EXERCISE OBJECTIVE: Add 143 to every number in the bounding box answers, and write out the records again with their requests, from the start of the records through the line with "xmin=90 ymin=59 xmax=278 ymax=450". Leave the pictures out.

TASK MATERIAL:
____
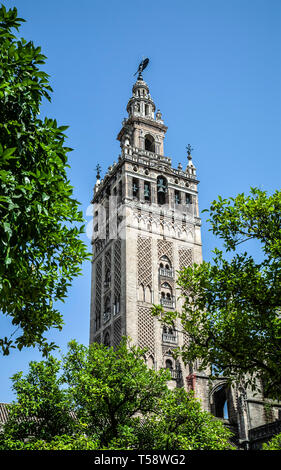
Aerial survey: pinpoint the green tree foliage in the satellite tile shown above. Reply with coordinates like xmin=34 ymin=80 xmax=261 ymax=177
xmin=154 ymin=188 xmax=281 ymax=399
xmin=2 ymin=356 xmax=75 ymax=441
xmin=0 ymin=5 xmax=87 ymax=354
xmin=262 ymin=434 xmax=281 ymax=450
xmin=0 ymin=339 xmax=232 ymax=450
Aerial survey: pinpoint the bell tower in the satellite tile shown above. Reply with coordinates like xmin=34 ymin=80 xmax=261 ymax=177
xmin=90 ymin=64 xmax=280 ymax=446
xmin=90 ymin=72 xmax=205 ymax=397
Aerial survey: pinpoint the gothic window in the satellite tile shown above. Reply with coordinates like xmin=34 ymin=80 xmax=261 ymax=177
xmin=165 ymin=359 xmax=173 ymax=371
xmin=104 ymin=269 xmax=111 ymax=287
xmin=144 ymin=134 xmax=155 ymax=153
xmin=162 ymin=325 xmax=177 ymax=344
xmin=159 ymin=255 xmax=174 ymax=278
xmin=212 ymin=384 xmax=228 ymax=419
xmin=147 ymin=356 xmax=155 ymax=369
xmin=160 ymin=282 xmax=174 ymax=308
xmin=104 ymin=295 xmax=111 ymax=315
xmin=103 ymin=331 xmax=110 ymax=348
xmin=144 ymin=286 xmax=151 ymax=303
xmin=133 ymin=178 xmax=139 ymax=199
xmin=103 ymin=295 xmax=111 ymax=324
xmin=139 ymin=284 xmax=144 ymax=302
xmin=157 ymin=176 xmax=168 ymax=205
xmin=175 ymin=190 xmax=181 ymax=204
xmin=144 ymin=181 xmax=151 ymax=202
xmin=113 ymin=295 xmax=120 ymax=315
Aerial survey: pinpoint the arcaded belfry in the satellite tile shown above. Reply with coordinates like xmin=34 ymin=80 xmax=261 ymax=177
xmin=90 ymin=59 xmax=278 ymax=450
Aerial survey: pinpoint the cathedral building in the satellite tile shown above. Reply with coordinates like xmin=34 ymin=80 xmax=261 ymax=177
xmin=90 ymin=66 xmax=280 ymax=446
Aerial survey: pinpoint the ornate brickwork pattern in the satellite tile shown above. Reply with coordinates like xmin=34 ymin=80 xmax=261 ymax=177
xmin=94 ymin=335 xmax=101 ymax=344
xmin=157 ymin=240 xmax=174 ymax=265
xmin=104 ymin=248 xmax=111 ymax=272
xmin=138 ymin=236 xmax=152 ymax=288
xmin=113 ymin=317 xmax=122 ymax=347
xmin=138 ymin=305 xmax=155 ymax=354
xmin=113 ymin=240 xmax=121 ymax=297
xmin=179 ymin=248 xmax=193 ymax=269
xmin=95 ymin=259 xmax=102 ymax=330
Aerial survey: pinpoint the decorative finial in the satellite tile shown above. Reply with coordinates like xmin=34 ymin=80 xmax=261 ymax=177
xmin=186 ymin=144 xmax=194 ymax=160
xmin=134 ymin=58 xmax=149 ymax=80
xmin=95 ymin=163 xmax=101 ymax=180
____
RESULT:
Aerial survey: pinpoint the green tree foliage in the satellite tile shown above. Reply with coordinates like xmin=34 ymin=80 xmax=261 ymax=177
xmin=297 ymin=331 xmax=424 ymax=542
xmin=145 ymin=499 xmax=218 ymax=584
xmin=143 ymin=148 xmax=230 ymax=497
xmin=405 ymin=577 xmax=424 ymax=593
xmin=143 ymin=482 xmax=375 ymax=593
Aerial survey: pinpoint the bell tower in the satellite tile shown above. Reply with coordinates like xmin=34 ymin=80 xmax=261 ymax=177
xmin=233 ymin=207 xmax=423 ymax=589
xmin=233 ymin=215 xmax=348 ymax=540
Aerial survey: pinpoint the gothic window in the satellite tile shown above. Reply with coordinates like xmin=34 ymin=80 xmax=261 ymax=177
xmin=308 ymin=502 xmax=316 ymax=514
xmin=247 ymin=412 xmax=254 ymax=430
xmin=287 ymin=277 xmax=298 ymax=296
xmin=305 ymin=468 xmax=320 ymax=487
xmin=302 ymin=398 xmax=317 ymax=421
xmin=355 ymin=527 xmax=371 ymax=562
xmin=290 ymin=499 xmax=298 ymax=512
xmin=303 ymin=425 xmax=317 ymax=451
xmin=247 ymin=438 xmax=254 ymax=458
xmin=246 ymin=474 xmax=253 ymax=491
xmin=287 ymin=429 xmax=294 ymax=446
xmin=276 ymin=321 xmax=282 ymax=342
xmin=246 ymin=438 xmax=254 ymax=467
xmin=282 ymin=427 xmax=287 ymax=445
xmin=300 ymin=319 xmax=311 ymax=348
xmin=318 ymin=333 xmax=324 ymax=347
xmin=287 ymin=324 xmax=294 ymax=345
xmin=256 ymin=438 xmax=263 ymax=458
Aerial survey: pinpoint the arcaded belfry in the satellite tile shown above. Reply with coordinates like xmin=34 ymin=80 xmax=261 ymax=177
xmin=233 ymin=202 xmax=421 ymax=593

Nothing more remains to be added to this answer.